Stored items from a collection:
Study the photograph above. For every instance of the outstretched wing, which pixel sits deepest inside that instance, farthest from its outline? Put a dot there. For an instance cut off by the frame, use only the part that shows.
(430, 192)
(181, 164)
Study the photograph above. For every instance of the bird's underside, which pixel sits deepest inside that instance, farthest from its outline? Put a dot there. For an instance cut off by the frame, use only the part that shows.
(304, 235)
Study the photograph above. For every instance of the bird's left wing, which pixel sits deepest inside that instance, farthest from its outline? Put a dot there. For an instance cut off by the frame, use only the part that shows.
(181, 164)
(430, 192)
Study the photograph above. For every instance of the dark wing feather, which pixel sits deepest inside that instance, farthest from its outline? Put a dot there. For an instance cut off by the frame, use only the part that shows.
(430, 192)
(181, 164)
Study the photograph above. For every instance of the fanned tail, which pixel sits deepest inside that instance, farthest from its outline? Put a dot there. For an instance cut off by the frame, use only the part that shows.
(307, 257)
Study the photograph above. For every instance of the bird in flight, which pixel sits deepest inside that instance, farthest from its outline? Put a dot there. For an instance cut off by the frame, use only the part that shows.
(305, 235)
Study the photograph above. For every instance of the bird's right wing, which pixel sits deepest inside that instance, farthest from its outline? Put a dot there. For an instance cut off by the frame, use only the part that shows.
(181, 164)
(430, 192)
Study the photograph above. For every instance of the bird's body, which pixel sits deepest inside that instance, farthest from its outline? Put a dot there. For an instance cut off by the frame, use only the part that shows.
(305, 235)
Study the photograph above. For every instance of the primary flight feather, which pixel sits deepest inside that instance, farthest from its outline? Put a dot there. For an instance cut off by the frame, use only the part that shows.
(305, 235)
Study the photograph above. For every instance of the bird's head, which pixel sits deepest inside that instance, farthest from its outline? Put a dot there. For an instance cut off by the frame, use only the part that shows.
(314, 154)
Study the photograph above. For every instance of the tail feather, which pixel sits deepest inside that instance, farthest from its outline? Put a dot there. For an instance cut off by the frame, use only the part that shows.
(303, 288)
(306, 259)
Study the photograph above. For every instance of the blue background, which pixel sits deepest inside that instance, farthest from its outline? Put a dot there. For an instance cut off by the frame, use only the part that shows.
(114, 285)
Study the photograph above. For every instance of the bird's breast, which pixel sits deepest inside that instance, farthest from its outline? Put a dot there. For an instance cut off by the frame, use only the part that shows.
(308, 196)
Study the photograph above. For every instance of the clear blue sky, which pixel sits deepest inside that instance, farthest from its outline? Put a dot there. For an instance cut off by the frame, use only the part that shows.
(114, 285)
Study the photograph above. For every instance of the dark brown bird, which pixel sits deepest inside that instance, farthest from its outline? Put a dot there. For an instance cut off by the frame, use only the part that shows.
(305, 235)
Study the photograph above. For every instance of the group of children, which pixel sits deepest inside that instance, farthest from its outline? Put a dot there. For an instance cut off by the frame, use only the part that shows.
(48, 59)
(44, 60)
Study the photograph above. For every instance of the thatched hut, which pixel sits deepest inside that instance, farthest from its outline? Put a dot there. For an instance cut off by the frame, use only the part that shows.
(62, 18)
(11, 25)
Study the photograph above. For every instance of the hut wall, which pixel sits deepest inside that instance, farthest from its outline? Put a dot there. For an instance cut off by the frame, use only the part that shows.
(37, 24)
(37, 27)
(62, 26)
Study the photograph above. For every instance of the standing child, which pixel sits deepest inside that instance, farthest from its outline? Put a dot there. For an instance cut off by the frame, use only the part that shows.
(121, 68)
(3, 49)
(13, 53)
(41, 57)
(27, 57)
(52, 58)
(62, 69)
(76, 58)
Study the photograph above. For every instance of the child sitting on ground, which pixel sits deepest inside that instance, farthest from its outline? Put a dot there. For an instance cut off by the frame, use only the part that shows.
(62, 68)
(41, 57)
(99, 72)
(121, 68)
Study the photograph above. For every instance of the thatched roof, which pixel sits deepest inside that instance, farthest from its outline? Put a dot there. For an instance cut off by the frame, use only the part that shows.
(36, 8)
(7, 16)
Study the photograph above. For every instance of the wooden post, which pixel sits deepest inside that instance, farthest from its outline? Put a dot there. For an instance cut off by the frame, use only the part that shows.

ACTION ITEM – Write the records out again, character for character.

YOUR RESPONSE –
Study the photograph above. For every instance of the outstretched wing, which pixel sits deepest inside that instance, farthest from its outline? Put a dot there. For an instance cut off by the frame, use only the part that shows.
(430, 192)
(181, 164)
Study the photograph above. For every instance of the bird's underside, which pixel sits deepest inside that instance, farthest from its outline? Put a dot there. For an instance cut off by the frame, use only the part that shows.
(304, 235)
Study the photograph above. For every instance of the bird's left wing, which pixel sits deepest inside that instance, farthest from its outline? Put a dot there. For an instance cut off by the frame, use only the part that shows.
(181, 164)
(430, 192)
Study the photograph above. For every instance of the dark wing feather, which pixel sits deepest inside that instance, farthest from its outline? Put a dot there. For an instance cut off by the frame, use only the part that shows.
(430, 192)
(181, 164)
Study the photograph above. For every instance of the fanned tail, which pixel sits deepest inside that instance, farthest from its outline? Put a dot there. For an instance cut off by the frame, use only the part that shows.
(307, 257)
Study the photograph above. For every instance of the bird in flight, which pixel sits deepest inside that instance, farthest from its outline? Put a dot there. For an instance cut off by the frame, use only the part that shows.
(305, 235)
Study the photograph above. For every instance of the bird's right wing, which pixel sits deepest inside that instance, farthest from its outline? Put a dot there. For an instance cut off by the frame, use only the part that shows.
(181, 164)
(430, 192)
Study the photograph above. For every instance of the bird's body, which pixel sits deepest inside that instance, farthest from its outline? Put a dot there. For an instance cut off by the frame, use only the part that shows.
(305, 235)
Study the photograph above. For every instance of the primary flight feather, which pixel sits deepest inside that instance, farthest from its outline? Put a dot there. For an instance cut off by the frame, use only the part that shows.
(305, 235)
Study the photograph above. For every instance of the bird's head, which pixel sits deepest inside that instance, farthest from its outline? Put a dot there. For an instance cut off by the frame, use only the part that shows.
(314, 154)
Study the photograph above. For every instance of the tail feather, which pixel sits deepest inside that instance, farthest from its outline? Put a dot there. For an instance cut off by the frame, use only the part that shows.
(303, 288)
(306, 259)
Study the photograph above. For every instance of the blue background, which pixel sits deepest inside that instance, farthest from its outline? Put a dot there. For an instance cut off by the frame, use only the part that shows.
(114, 285)
Study the photograph above. For every instance of the bird's breast, which pixel sits deepest inside that instance, farthest from its outline? Put a dot there. For an instance cut off by the frame, use only the part that shows.
(308, 196)
Study the photograph above. For every instance of the clear blue sky, which pixel sits deepest inside that instance, farthest from its outline? Put a dot there. For an instance cut off by the frame, use only the part that shows.
(114, 285)
Study the photograph above. For every instance of the dark brown bird, which pixel sits deepest inside that instance, farthest from its outline? Put a dot there. For an instance cut off by the frame, use only the part that shows.
(305, 235)
Study the photograph above. For every instance of the group of children, which pixel sits deepest inside that instance, farthest from its outline? Put a dot there. For an instance cut off by the frame, use only the part that shows.
(48, 59)
(44, 60)
Study the photograph above. For every instance of the thatched hut, which pixel sits deepest inside that instance, farthest from its outline? Put a dot there. For an instance cut off by the frame, use only the part that shows.
(62, 18)
(11, 25)
Study the photograph above. For every instance of the hut wall, which pixel sits deepest inside that instance, farthest from its outline? Put a dot there. For an instance cut off by the frame, use only the part that shows.
(37, 24)
(37, 27)
(62, 26)
Study the photograph above. For every instance of the standing child, which pixel sits deepest inside that instance, farthest from its outline? Put a dot there. For an instance cut off by the frame, use only the part that shows.
(121, 68)
(3, 49)
(13, 53)
(41, 57)
(27, 57)
(52, 58)
(62, 69)
(76, 58)
Study the photograph above. For every instance of the child sitting on ground, which pixel sits deepest inside that instance, farthest from its outline? Put a dot there. For an instance cut off by the frame, use only the part that shows.
(62, 68)
(41, 57)
(99, 72)
(121, 68)
Study the photograph above. For every instance of the thatched roof, which pixel sits deepest inside that instance, farthest from its outline? Put a dot there. For an instance cut off by the frame, use only the part that shows.
(36, 8)
(7, 16)
Study the photograph above. For every instance of the wooden post, which pixel sits deepest inside that instance, farthest from its outline? Put a dot there. For an instance cut off by the frame, use only the part that shows.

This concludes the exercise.